··· DATA PROVIDED

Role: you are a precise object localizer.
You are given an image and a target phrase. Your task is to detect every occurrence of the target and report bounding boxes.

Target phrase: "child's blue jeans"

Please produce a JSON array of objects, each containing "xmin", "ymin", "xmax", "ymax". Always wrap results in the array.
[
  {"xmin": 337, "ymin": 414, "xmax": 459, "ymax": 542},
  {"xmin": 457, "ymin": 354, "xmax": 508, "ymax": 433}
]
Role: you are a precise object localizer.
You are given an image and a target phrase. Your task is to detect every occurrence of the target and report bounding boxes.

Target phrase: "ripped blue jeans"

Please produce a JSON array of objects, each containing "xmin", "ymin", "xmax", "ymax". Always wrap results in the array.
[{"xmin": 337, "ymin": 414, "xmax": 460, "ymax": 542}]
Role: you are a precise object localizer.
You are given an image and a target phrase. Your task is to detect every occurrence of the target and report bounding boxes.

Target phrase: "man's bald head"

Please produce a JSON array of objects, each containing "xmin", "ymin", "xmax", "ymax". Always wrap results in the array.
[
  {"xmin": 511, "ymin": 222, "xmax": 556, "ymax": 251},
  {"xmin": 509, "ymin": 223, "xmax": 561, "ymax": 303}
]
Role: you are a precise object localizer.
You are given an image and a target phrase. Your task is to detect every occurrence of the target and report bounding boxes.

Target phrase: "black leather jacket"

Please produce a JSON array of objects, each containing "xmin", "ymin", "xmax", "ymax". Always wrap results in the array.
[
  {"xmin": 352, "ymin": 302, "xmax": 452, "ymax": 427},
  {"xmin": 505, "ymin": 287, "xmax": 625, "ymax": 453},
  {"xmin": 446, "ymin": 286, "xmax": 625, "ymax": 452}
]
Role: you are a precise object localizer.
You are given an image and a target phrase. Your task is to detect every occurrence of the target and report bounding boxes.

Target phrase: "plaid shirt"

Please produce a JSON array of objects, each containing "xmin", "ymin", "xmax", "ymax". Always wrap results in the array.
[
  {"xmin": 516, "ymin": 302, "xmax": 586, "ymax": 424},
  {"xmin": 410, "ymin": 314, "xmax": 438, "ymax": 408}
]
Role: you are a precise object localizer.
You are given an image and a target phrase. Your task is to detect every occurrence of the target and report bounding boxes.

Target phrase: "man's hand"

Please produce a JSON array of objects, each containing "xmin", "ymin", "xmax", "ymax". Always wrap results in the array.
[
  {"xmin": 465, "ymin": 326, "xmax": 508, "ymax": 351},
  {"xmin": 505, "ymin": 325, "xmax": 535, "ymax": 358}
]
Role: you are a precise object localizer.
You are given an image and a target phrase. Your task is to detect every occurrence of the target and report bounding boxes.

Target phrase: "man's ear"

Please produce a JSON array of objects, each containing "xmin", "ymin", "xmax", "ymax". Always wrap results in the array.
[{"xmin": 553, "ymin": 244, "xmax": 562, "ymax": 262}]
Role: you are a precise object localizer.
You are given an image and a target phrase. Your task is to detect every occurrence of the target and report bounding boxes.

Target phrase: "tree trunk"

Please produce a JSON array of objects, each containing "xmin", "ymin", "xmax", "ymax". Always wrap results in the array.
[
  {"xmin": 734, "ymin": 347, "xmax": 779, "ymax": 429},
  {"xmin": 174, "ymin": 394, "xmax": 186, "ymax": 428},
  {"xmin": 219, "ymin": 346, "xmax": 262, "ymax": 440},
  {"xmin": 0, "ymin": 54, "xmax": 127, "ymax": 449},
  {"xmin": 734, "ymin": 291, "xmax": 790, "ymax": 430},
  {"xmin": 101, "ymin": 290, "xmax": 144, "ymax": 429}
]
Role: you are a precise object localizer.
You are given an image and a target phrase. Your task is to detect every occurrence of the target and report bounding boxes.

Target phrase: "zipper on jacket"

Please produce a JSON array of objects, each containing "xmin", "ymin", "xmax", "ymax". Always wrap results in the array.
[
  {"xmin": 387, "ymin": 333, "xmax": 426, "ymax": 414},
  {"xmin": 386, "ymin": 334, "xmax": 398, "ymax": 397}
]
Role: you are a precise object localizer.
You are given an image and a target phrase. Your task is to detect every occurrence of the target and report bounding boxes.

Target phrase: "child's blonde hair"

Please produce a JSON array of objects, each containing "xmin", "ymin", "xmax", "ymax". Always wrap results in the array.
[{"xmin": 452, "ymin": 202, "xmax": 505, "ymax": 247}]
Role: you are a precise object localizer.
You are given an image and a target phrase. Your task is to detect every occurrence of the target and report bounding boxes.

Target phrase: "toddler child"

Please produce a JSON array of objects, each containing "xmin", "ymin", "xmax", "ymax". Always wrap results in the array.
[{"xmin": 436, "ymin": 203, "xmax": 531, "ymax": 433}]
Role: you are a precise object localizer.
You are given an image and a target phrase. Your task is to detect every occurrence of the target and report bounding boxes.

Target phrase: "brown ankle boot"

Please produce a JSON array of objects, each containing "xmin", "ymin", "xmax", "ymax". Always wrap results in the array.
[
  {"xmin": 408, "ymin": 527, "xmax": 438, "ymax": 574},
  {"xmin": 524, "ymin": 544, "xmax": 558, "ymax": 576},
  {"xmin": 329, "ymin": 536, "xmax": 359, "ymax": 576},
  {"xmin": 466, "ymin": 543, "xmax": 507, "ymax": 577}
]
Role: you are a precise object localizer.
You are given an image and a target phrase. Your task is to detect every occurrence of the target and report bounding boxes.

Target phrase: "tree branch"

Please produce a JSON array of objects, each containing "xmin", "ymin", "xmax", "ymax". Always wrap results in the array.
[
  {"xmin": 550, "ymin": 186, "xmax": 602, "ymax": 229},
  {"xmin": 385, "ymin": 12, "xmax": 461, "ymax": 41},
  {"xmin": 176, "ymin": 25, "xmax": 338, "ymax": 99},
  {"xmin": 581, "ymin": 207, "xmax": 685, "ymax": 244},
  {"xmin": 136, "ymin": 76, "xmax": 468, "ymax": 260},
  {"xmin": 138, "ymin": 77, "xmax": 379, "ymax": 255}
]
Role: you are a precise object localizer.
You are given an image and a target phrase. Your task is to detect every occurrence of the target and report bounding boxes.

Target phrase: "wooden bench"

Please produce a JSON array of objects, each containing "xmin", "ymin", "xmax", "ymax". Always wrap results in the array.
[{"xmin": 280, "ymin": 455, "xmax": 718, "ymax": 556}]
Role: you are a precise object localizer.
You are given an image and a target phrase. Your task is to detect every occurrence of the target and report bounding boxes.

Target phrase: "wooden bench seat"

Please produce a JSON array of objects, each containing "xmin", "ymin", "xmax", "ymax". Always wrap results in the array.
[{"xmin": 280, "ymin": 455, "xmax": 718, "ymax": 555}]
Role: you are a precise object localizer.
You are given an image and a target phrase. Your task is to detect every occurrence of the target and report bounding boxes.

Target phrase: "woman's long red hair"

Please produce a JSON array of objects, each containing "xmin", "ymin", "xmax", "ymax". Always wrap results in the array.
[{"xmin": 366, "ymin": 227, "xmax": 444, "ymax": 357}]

······

Each line above must be output exactly as it stands.

Role: you are a precise object localizer.
You are given an image and a target phrase. Your task is to detect every occurrence of the target and report bounding boxes.

Target phrase: "child's blue jeans"

Please produce a JSON array of objects, each containing "xmin", "ymin", "xmax", "ymax". Always wrap results in the array.
[
  {"xmin": 337, "ymin": 414, "xmax": 459, "ymax": 542},
  {"xmin": 457, "ymin": 354, "xmax": 508, "ymax": 433}
]
Role: you are a precise object localizer.
You are given an image and a target phrase. Your task is to detect every occurrence of the target and report bounding boxes.

Target phrase: "ripped blue jeans"

Please produce a JSON array of objects, each containing "xmin", "ymin", "xmax", "ymax". Always wrap results in the array.
[{"xmin": 337, "ymin": 414, "xmax": 460, "ymax": 542}]
Role: you are a precise object localizer.
You are given an image and a target phrase. Your task is to detect every occurrence of the target and report bounding boxes.

Target phrase: "man's bald head"

Please produce a JSON array of objects, each containing "xmin", "ymin", "xmax", "ymax". Always wrap results in the array.
[
  {"xmin": 511, "ymin": 222, "xmax": 556, "ymax": 251},
  {"xmin": 509, "ymin": 223, "xmax": 561, "ymax": 303}
]
Role: you are a precise object localizer.
You are given an image and a target phrase. Your task is to detect every occurrence of the target and report bounding boxes.

Target phrase: "black leather jacket"

Please produce a JSON array of objects, each containing "xmin", "ymin", "xmax", "ymax". Always wrap results in the array.
[
  {"xmin": 352, "ymin": 302, "xmax": 452, "ymax": 427},
  {"xmin": 505, "ymin": 287, "xmax": 625, "ymax": 453},
  {"xmin": 446, "ymin": 286, "xmax": 625, "ymax": 452}
]
Role: you are a precise object localizer.
You are given an image and a target phrase. Your task is to detect every occurrence of the target and report bounding boxes.

Target phrase: "plaid shirt"

Please produce a JSON array of objects, each containing "xmin", "ymin", "xmax", "ymax". Always wrap results in the array.
[
  {"xmin": 516, "ymin": 302, "xmax": 586, "ymax": 424},
  {"xmin": 410, "ymin": 314, "xmax": 438, "ymax": 408}
]
Role: you are a precise object localizer.
You are given an image and a target phrase. Your task is to detect every occurrence of the target and report bounding boxes.

Target phrase: "man's hand"

Please produce a JSON array of objects, each containing "xmin", "ymin", "xmax", "ymax". Always wrap results in the array.
[
  {"xmin": 465, "ymin": 326, "xmax": 508, "ymax": 351},
  {"xmin": 505, "ymin": 325, "xmax": 535, "ymax": 358}
]
Role: you are a precise object localizer.
You are given an image and a target phrase. Your task is to detect every occurrence of the target and report bounding boxes.

Target phrase: "man's ear"

Please produce a JSON array of objects, each containing "xmin", "ymin", "xmax", "ymax". Always wrap results in the array.
[{"xmin": 553, "ymin": 244, "xmax": 562, "ymax": 262}]
Role: you are a precise object localizer.
You are given an image and a target phrase. Your task is to detect every occurrence of the target and report bounding boxes.

Target phrase: "tree trunk"

Please produce a JSON array of objects, each containing "xmin", "ymin", "xmax", "ymax". Always wrap results in the array.
[
  {"xmin": 734, "ymin": 347, "xmax": 779, "ymax": 429},
  {"xmin": 174, "ymin": 394, "xmax": 186, "ymax": 428},
  {"xmin": 219, "ymin": 346, "xmax": 262, "ymax": 440},
  {"xmin": 0, "ymin": 54, "xmax": 127, "ymax": 449},
  {"xmin": 734, "ymin": 291, "xmax": 790, "ymax": 430},
  {"xmin": 101, "ymin": 290, "xmax": 144, "ymax": 429}
]
Role: you are a precise object localizer.
You are given an image and a target phrase. Your task is to detect every occurrence of the target and report bounding boxes.

Target phrase: "zipper on jacket"

Please produce a JSON array of objects, each containing "xmin", "ymin", "xmax", "ymax". Always wrap results in the array.
[
  {"xmin": 387, "ymin": 333, "xmax": 426, "ymax": 414},
  {"xmin": 386, "ymin": 334, "xmax": 398, "ymax": 397}
]
Role: you are a precise object localizer.
You are given an image and a target phrase. Your task is to detect every occurrence of the target and report bounding boxes.

Target phrase: "child's blonde hair"

Please produce a JSON array of objects, each containing "xmin", "ymin", "xmax", "ymax". Always wrap results in the array.
[{"xmin": 452, "ymin": 202, "xmax": 505, "ymax": 247}]
Role: you are a precise object localizer.
You are given an image and a target phrase. Your task is to detect every occurrence of the target and report bounding boxes.

Target phrase: "toddler child"

Please produce a JSON array of objects, each containing "xmin", "ymin", "xmax", "ymax". Always wrap results in the array.
[{"xmin": 436, "ymin": 203, "xmax": 531, "ymax": 433}]
Role: you are a precise object localizer.
You are given an image and a target phrase. Your task is to detect every occurrence of the target and report bounding boxes.

Target phrase: "brown ankle boot"

Please produce a JSON array of objects, each containing "xmin", "ymin", "xmax", "ymax". Always wrap results in the array.
[
  {"xmin": 408, "ymin": 527, "xmax": 438, "ymax": 574},
  {"xmin": 524, "ymin": 544, "xmax": 558, "ymax": 576},
  {"xmin": 329, "ymin": 536, "xmax": 359, "ymax": 576},
  {"xmin": 466, "ymin": 543, "xmax": 507, "ymax": 577}
]
Role: you are a precise object localizer.
You are given an image and a target phrase. Your task is to detect every occurrence of the target and report bounding boxes.

Target phrase: "tree branch"

Please produce a JSON array of objects, each containing "xmin", "ymin", "xmax", "ymax". Always wrap results in the array.
[
  {"xmin": 550, "ymin": 186, "xmax": 602, "ymax": 229},
  {"xmin": 385, "ymin": 12, "xmax": 461, "ymax": 41},
  {"xmin": 176, "ymin": 25, "xmax": 338, "ymax": 99},
  {"xmin": 581, "ymin": 207, "xmax": 685, "ymax": 244},
  {"xmin": 136, "ymin": 76, "xmax": 468, "ymax": 260},
  {"xmin": 138, "ymin": 77, "xmax": 379, "ymax": 255}
]
Role: you are a precise object localizer.
You are given an image and a target phrase. Your task is to detect every occurrence of the target and report bounding boxes.

Target phrase: "wooden bench"

Please produce a JSON array of objects, each containing "xmin", "ymin", "xmax", "ymax". Always wrap results in the array.
[{"xmin": 280, "ymin": 455, "xmax": 718, "ymax": 556}]
Role: you are a precise object localizer.
You are given an image and a target phrase. Your task is to detect every occurrence of the target and report bounding boxes.

Target phrase: "wooden bench seat"

Please produce a JSON array of objects, each containing "xmin", "ymin", "xmax", "ymax". Always wrap results in the array.
[{"xmin": 280, "ymin": 455, "xmax": 718, "ymax": 555}]
Role: you are a precise object localizer.
You are given an image and a target phrase. Your task is to detect every occurrence of the target and report bounding boxes.

Target phrase: "woman's long red hair"

Please produce a JSON array of objects, each containing "xmin", "ymin", "xmax", "ymax". Always wrap results in the array.
[{"xmin": 366, "ymin": 227, "xmax": 444, "ymax": 357}]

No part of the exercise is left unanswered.